» **What this task involves**: Copy out, with no changes, every line of the items below from the first one down to and including the line that contains "column 529, row 246".

Dataset entries:

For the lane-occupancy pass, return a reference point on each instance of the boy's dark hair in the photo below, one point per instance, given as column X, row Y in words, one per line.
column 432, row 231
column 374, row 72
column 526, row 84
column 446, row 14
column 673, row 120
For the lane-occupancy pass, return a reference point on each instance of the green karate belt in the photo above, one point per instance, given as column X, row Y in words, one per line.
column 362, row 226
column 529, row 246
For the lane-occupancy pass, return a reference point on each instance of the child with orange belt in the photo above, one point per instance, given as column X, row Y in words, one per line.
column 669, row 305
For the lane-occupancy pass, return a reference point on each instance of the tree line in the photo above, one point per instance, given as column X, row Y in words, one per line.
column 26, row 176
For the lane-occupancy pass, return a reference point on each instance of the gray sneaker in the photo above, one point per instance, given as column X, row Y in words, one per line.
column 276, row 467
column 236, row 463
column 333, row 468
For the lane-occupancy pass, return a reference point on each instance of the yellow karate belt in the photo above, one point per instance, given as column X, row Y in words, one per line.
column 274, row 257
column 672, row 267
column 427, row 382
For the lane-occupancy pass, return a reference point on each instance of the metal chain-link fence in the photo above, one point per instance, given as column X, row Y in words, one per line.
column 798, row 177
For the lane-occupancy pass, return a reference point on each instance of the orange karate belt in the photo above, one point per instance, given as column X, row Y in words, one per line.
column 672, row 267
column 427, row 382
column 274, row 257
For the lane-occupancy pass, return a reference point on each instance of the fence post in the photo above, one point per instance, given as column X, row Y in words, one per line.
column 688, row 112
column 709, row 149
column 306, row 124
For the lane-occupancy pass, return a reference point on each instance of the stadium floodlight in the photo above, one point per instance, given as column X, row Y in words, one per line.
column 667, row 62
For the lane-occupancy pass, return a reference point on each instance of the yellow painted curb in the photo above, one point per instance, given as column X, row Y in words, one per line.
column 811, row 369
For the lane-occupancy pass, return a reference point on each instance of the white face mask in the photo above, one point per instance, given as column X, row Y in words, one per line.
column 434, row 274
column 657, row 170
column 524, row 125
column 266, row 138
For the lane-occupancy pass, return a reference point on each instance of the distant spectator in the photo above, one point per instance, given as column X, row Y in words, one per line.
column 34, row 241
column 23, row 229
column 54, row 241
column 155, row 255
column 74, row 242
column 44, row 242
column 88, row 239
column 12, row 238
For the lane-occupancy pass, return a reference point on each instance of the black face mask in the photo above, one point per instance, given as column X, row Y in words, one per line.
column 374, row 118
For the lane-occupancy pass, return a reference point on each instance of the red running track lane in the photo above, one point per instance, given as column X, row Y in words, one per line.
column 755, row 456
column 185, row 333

» **Final result**:
For the lane-occupancy pass, return a reference point on each instance of the boy's dark hair in the photo below, one point per instance, given as column X, row Y in words, one per line.
column 432, row 231
column 374, row 72
column 526, row 84
column 446, row 14
column 673, row 120
For the lane-occupancy pass, return a reference point on each instance of the green karate belt in the photo above, one point per instance, given as column X, row Y in words, one per line.
column 362, row 226
column 529, row 246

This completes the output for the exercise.